**YOUR ASSIGNMENT:** Beneath this line are the data; copy exactly the part of them that opens with the line containing "Target: boy's ear" and closes with the line containing "Target: red baseball cap", and only that part.

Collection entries
■ ■ ■ ■ ■ ■ ■

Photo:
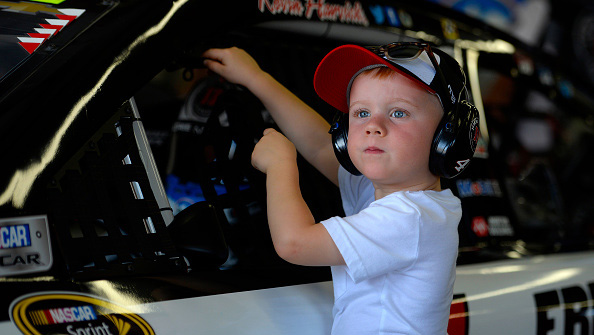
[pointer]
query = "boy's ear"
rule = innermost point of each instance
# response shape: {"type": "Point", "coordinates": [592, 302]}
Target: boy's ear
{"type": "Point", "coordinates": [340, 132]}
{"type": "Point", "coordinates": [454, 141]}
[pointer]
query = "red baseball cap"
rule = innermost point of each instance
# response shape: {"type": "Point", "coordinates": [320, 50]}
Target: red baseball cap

■ ■ ■ ■ ■ ■ ■

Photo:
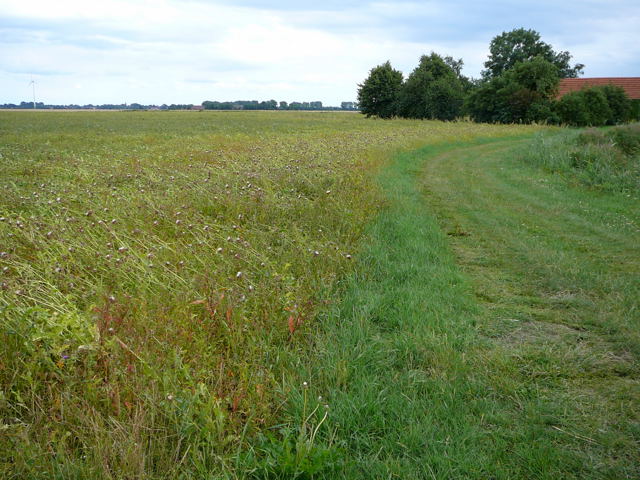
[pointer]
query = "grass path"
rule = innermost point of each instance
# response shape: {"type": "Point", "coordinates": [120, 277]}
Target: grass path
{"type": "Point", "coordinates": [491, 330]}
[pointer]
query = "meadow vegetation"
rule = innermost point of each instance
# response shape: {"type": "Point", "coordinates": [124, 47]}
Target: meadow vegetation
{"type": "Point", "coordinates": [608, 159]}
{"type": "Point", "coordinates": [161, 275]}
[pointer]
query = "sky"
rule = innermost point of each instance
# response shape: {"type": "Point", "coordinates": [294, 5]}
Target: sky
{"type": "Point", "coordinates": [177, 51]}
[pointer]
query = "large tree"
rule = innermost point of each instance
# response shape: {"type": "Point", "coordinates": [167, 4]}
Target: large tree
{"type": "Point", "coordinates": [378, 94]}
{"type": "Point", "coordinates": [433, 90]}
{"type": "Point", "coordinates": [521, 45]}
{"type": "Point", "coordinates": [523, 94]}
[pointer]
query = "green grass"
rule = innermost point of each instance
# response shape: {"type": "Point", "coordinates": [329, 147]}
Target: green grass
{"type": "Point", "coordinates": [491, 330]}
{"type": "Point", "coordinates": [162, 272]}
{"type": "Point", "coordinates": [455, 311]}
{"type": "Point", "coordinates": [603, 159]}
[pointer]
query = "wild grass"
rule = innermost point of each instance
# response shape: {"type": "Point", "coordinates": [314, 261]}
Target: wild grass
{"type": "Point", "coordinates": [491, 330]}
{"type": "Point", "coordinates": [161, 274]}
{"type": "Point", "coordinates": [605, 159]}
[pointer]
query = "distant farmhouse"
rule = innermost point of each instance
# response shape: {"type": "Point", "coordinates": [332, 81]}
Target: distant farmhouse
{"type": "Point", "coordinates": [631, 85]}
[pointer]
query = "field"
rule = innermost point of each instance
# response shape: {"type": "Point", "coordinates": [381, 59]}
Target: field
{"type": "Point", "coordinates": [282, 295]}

■ ■ ■ ■ ■ ■ ■

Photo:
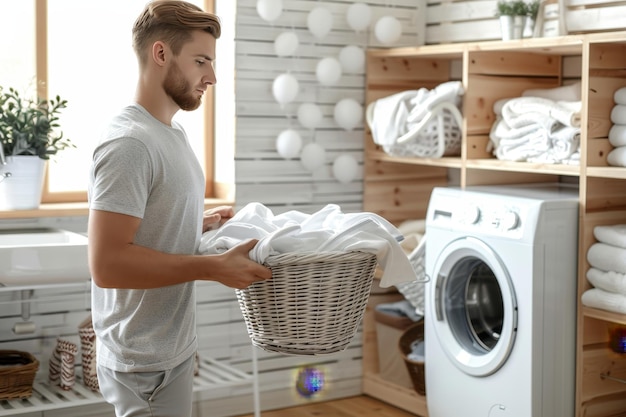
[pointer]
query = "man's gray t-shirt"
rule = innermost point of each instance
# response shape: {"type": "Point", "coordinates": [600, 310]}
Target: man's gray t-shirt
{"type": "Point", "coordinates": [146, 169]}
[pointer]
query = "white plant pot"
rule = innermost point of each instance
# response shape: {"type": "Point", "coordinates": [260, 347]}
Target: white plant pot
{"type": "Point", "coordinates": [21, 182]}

■ ■ ■ ■ ■ ■ ■

**TASK SOLUTION:**
Target: boy's ear
{"type": "Point", "coordinates": [340, 132]}
{"type": "Point", "coordinates": [454, 141]}
[pointer]
query = "red baseball cap"
rule = innermost point of each instance
# response shape: {"type": "Point", "coordinates": [320, 50]}
Target: red baseball cap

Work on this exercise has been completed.